--- PROBLEM A ---
In the A/B testing comment, transcribe everything between "I'd love to" and "this a bit.", inclusive.
--- PROBLEM B ---
In the A/B testing comment, why does the writer say that testing only a couple of well-reasoned variations would have reached the same results about 50x faster than testing 1000? Answer in one to three sentences.

--- PASSAGE PROVIDED ---
You are Not Smarter than A/B Testing - danielodio
http://go.DanielOdio.com/optimizely
======
darkxanthos
I love the passion here, and I love Optimizely (we just recently signed up
with them). Keep running you're bound to end up somewhere awesome. There are a
few key points here that make this latest test you're running flawed though
(and I know from running my own 120 multi-variate test).

Running all of those tests in a single run will help you find a test that
improves over the original almost definitely. What that large test doesn't
tell you definitively is how those variations perform against one another nor
does it tell you the likely increase of your measured metric.

Furthermore, running tests without adherence to a rigorous thought process
(where each variation essentially is a separate hypothesis, with possibly
unique covariates, and different reasons why your test might be flawed.

Your own intuition and gut need to play a part in the tests so that you can
understand the results and so that they don't cause more confusion.

In the end, you will end up with results that you could've gotten to 50x
faster by just testing the variations you believed had a reasonable cause to
do better (just a couple rather than 1000). This is again due to the fact that
Optimizely is only telling you that it's likely the winning variation would do
better and the fact that the individual results don't compare to anything
aside from the original page.

I'd love to chat more and share my love for data and the knowledge I've gained
as I've traveled this exact path with you. Reply if you wanna email/skype
about this a bit.

--- PROVIDED MATERIAL ---
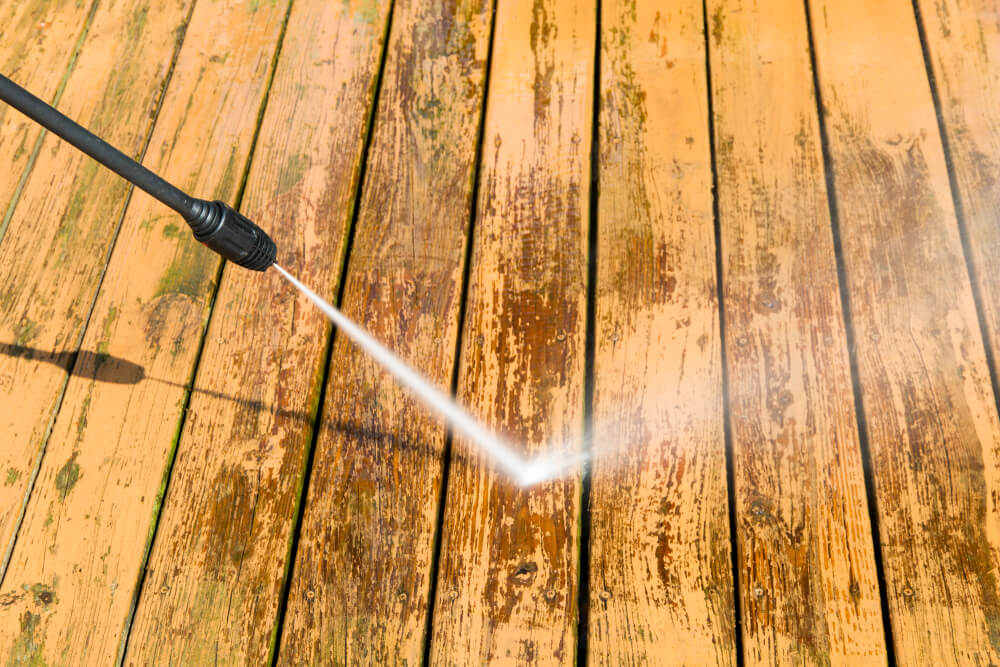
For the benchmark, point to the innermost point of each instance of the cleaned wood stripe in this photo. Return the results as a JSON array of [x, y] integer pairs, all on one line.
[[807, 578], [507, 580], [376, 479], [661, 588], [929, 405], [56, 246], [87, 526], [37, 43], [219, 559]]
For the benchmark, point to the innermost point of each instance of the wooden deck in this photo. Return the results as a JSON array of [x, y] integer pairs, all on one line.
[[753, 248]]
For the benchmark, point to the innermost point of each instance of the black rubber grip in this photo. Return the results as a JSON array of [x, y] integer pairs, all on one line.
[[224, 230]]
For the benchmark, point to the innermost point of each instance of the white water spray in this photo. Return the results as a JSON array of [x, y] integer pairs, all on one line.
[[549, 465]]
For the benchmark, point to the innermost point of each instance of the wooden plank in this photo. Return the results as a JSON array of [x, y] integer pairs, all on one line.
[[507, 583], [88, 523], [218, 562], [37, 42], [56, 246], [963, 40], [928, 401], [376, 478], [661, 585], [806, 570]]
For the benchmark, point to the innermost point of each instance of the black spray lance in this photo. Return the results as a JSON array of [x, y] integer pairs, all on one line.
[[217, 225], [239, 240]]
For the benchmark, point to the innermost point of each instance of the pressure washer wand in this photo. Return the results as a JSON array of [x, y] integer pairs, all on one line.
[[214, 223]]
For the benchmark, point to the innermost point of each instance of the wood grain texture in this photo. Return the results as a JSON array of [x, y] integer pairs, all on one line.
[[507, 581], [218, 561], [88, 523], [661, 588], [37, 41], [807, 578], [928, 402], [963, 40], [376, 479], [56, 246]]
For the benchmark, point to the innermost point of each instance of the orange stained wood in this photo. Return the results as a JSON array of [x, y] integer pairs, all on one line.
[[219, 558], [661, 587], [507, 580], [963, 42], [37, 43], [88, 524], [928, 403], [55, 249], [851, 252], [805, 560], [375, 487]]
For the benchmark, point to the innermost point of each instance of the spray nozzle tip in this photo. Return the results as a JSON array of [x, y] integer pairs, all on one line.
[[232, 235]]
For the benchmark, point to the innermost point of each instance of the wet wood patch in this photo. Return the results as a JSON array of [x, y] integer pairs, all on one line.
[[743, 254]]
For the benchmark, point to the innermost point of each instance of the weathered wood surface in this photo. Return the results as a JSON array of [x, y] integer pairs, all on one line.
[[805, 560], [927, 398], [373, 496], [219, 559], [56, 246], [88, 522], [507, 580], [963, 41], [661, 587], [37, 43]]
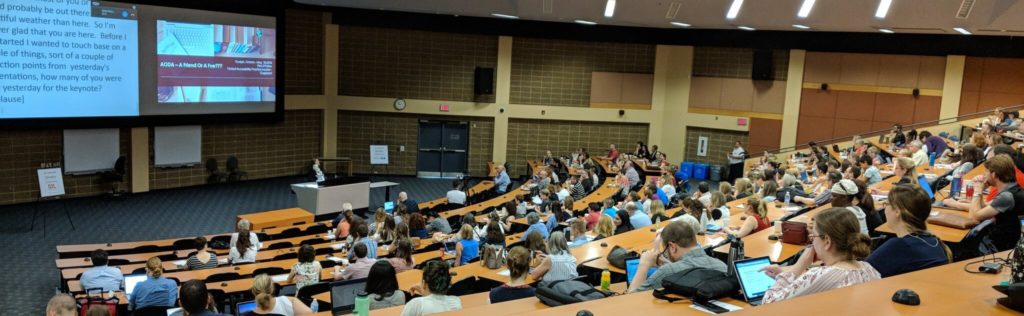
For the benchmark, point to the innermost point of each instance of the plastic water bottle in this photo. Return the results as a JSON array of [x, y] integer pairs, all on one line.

--- EXPECTED ANSWER A ---
I'd love to chat more and share my love for data and the knowledge I've gained
as I've traveled this exact path with you. Reply if you wanna email/skype
about this a bit.

--- EXPECTED ANSWER B ---
Optimizely only indicates that the winning variation would likely do better. Each variation's result is compared only to the original page, not to the other variations. So the huge test gives no more than a test of a few variations with a reasonable cause to do better.